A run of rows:
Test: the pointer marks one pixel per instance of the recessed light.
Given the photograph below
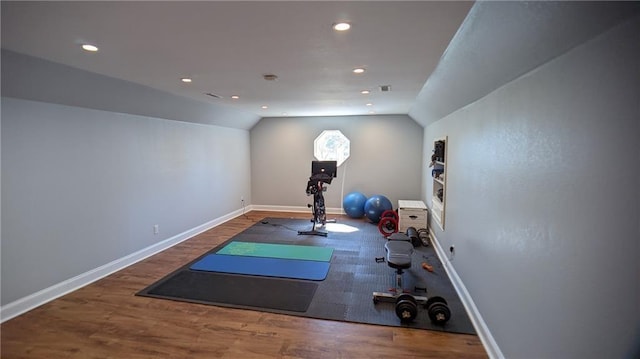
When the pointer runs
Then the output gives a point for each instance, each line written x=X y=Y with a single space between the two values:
x=89 y=47
x=341 y=26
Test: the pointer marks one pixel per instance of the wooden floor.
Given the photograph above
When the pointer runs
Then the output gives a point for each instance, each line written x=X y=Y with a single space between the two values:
x=106 y=320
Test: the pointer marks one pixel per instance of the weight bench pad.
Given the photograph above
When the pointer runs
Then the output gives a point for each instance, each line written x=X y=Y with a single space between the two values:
x=399 y=254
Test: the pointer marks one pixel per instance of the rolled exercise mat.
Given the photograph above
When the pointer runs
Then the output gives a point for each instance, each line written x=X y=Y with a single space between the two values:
x=282 y=251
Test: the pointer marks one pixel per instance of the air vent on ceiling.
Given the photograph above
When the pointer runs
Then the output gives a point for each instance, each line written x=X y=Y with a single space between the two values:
x=270 y=77
x=213 y=95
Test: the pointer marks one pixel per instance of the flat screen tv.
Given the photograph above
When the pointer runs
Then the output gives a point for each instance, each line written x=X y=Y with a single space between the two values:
x=327 y=167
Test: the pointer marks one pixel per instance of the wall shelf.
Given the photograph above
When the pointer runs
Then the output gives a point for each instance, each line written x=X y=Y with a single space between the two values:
x=439 y=177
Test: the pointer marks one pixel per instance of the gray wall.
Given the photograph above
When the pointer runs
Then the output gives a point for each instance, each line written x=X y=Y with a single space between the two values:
x=543 y=203
x=83 y=187
x=386 y=158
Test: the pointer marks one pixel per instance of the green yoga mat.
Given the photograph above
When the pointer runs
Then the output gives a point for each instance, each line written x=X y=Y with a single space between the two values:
x=282 y=251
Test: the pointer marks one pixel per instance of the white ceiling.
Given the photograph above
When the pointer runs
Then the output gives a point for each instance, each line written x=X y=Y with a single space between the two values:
x=437 y=56
x=227 y=47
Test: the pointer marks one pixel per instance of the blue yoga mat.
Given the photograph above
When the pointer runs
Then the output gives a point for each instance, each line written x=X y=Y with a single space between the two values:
x=263 y=266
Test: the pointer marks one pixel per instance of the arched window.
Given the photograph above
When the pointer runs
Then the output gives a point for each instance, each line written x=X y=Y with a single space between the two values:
x=331 y=145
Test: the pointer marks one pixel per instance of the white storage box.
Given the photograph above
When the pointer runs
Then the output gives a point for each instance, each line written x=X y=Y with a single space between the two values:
x=411 y=214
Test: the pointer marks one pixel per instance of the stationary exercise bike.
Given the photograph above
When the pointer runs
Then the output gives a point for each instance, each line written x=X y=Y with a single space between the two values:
x=321 y=172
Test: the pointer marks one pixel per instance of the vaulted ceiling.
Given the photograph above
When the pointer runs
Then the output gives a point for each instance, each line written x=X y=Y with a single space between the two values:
x=431 y=57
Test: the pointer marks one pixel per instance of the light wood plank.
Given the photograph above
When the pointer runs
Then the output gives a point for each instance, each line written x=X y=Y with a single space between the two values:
x=106 y=320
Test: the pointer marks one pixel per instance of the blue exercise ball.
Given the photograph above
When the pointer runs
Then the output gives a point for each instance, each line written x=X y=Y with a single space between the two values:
x=375 y=206
x=353 y=204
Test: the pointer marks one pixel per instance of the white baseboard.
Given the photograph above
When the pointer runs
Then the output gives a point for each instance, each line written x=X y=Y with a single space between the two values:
x=43 y=296
x=484 y=334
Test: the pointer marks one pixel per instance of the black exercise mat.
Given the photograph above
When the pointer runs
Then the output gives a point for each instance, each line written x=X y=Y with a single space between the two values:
x=239 y=290
x=347 y=292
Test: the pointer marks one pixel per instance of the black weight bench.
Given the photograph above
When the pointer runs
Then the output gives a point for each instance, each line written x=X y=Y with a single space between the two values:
x=399 y=251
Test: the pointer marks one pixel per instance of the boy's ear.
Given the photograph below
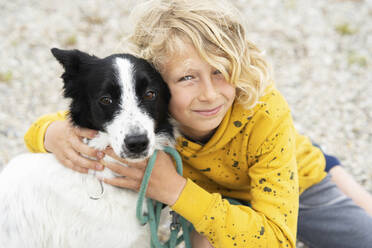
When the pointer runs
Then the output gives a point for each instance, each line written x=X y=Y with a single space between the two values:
x=71 y=60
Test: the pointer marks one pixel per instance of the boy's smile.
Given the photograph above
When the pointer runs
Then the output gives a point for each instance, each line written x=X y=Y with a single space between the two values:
x=201 y=95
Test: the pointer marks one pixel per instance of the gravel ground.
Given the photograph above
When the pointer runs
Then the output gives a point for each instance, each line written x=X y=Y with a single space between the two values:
x=320 y=51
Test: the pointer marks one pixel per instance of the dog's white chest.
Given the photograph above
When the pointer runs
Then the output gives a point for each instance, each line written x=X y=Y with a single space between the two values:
x=58 y=212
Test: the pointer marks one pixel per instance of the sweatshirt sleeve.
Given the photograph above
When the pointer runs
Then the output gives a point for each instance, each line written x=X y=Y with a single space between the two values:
x=271 y=220
x=34 y=137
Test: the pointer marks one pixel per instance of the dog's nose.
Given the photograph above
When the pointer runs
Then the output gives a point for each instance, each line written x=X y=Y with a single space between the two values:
x=136 y=143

What is asked: Retype every row above line for line, with no changes, and omit the pictures from your copy.

Final result:
Test: the pointer marks one pixel per instance of the recessed light.
Given the photograph below
When the pointer runs
Then the output gives a point for each instance, each line written x=X y=Y with a single space between the two values:
x=89 y=47
x=341 y=26
Test: the pointer marks one pixel per instance of the wooden floor.
Given the photograph above
When the pointer runs
Then the output gives a point for each instance, each line written x=X y=Y with a single space between the two values:
x=106 y=320
Test: the pointer marks one pixel per instance of the weight bench pad.
Given the photograph above
When the pointer runs
Then the output gives a point for each instance, each line written x=X y=Y with a single space between the two values:
x=399 y=254
Test: the pointer marks one pixel per instance of the rolled exercise mat.
Given the photograph above
When the pointer runs
Then the output gives a point for each instance, each line written x=X y=Y with a single space between the two values:
x=282 y=251
Test: the pointer marks one pixel per instance of the air vent on ceiling.
Given the photograph above
When the pointer runs
Then the output gives a point for each instance, each line written x=X y=Y with a single space between the two values:
x=270 y=77
x=213 y=95
Test: the pointer marks one pixel per instance of the flat screen tv.
Given the photograph above
When the pointer runs
Then the output gives a point for each instance, each line written x=X y=Y with a single space between the two values:
x=327 y=167
Test: the pointer marks one pixel per instance of the wall shelf.
Given the photograph above
When the pointer runs
Then the output gives a point for each instance, each line written x=X y=Y with a single space between the two values:
x=439 y=177
Test: the pointer marks one pixel per instance of the gray wall.
Given the photograph above
When the pointer runs
Then the output gives a point for each instance, each line written x=X y=Y with a single space between the two values:
x=543 y=203
x=83 y=187
x=386 y=158
Test: the pointer marks one pixel per instance of the green yoga mat.
Given the photograph above
When the pointer runs
Then the output gives a point for each instance, each line written x=X y=Y with a single space between the two values:
x=282 y=251
Test: the pointer marks one pixel per instance of the white ceiling.
Given the photograph above
When the pointer runs
Then the output gives a point for each instance, each line written x=X y=Y with a single space between the two values:
x=437 y=56
x=227 y=47
Test: the pointer marks one pixel per instance of the blue yoga mat.
Given the photograph above
When the pointer runs
Then the output gives a point for each instance, each line written x=X y=Y with a single space between the two values:
x=263 y=266
Test: the pointer marks one pixel per instance of the arched window.
Given the photograph above
When the pointer runs
Then the output gives a point for each instance, each line written x=X y=Y with a single space between the two values:
x=331 y=145
Test: the pointer marks one pixel per instance of the white storage box.
Given the photograph above
When the pointer runs
Then the output gives a point for each instance, each line written x=X y=Y with a single space between the two values:
x=411 y=214
Test: the pointer marks one pixel per instance of the stationary exercise bike.
Given the photograph above
When the pointer runs
Then the output gives a point for each instance, each line written x=X y=Y with a single space between the two values:
x=321 y=172
Test: the pointer marks one pixel per instance of the vaulted ceiling.
Given the photograph above
When the pointer runs
Then the output gives a point for each instance, each line written x=X y=Y with a single space between the two values:
x=431 y=57
Test: the pointer marks one pixel per instance of the light wood plank.
Given the photograph above
When the pointer runs
Then the output gives a point for each instance, each line written x=X y=Y with a single space between the two values:
x=106 y=320
Test: the pointer marks one pixel per instance of the blue exercise ball.
Given the photograph above
When the pointer runs
Then the output gives a point for each instance, each line written x=X y=Y with a single space between the two values:
x=375 y=206
x=353 y=204
Test: the pointer marks one pixel per instance of the white baseboard.
Given the photograph above
When the pointer runs
Then the output gives a point for each instance, each line written x=X y=Y with a single space between the two values:
x=43 y=296
x=484 y=334
Test: the pointer marks one pixel per instance of the black exercise mat.
Given the photograph above
When the pointer runs
Then the output gives a point for each instance, each line written x=X y=Y with a single space between the two values:
x=239 y=290
x=347 y=292
Test: the pointer marks one pixel per instance of the black weight bench.
Given the photograph above
When the pointer runs
Then the output gives a point for each instance, each line written x=X y=Y with a single space between the two values:
x=399 y=251
Test: the pointer marks one pixel per instance of the boy's ear.
Given the photograph below
When the pointer runs
Then the output gives a point for each instance, each line written x=X y=Y with a single space between the two values:
x=71 y=60
Test: the pointer marks one pixel per instance of the boy's smile.
Given the photograph above
When the pointer runs
Then the output gives a point for each instance, each line written x=X y=Y with a single space between the two values:
x=201 y=95
Test: the pointer marks one pixel per instance of the gravel ground.
Given the photograph above
When the pointer runs
Then the output gives a point for each instance, each line written x=X y=Y with a single space between the two values:
x=320 y=51
Test: the pointer marks one pixel per instance of the dog's white chest.
Given the photograph above
When the pointer runs
Then the output gives a point for each instance, each line written x=X y=Y with a single space between the two values:
x=58 y=212
Test: the pointer marks one pixel per instance of the sweatshirt sleeve.
Given the photograph above
When the pointer runs
Then the output gives a point for each instance, each line written x=X y=Y with a single space between the two values:
x=271 y=220
x=34 y=137
Test: the pointer marks one pixel per instance of the dog's nose.
Given the photograph above
When the pointer runs
Then the output gives a point for each instance, each line written x=X y=Y with a single space between the two values:
x=136 y=143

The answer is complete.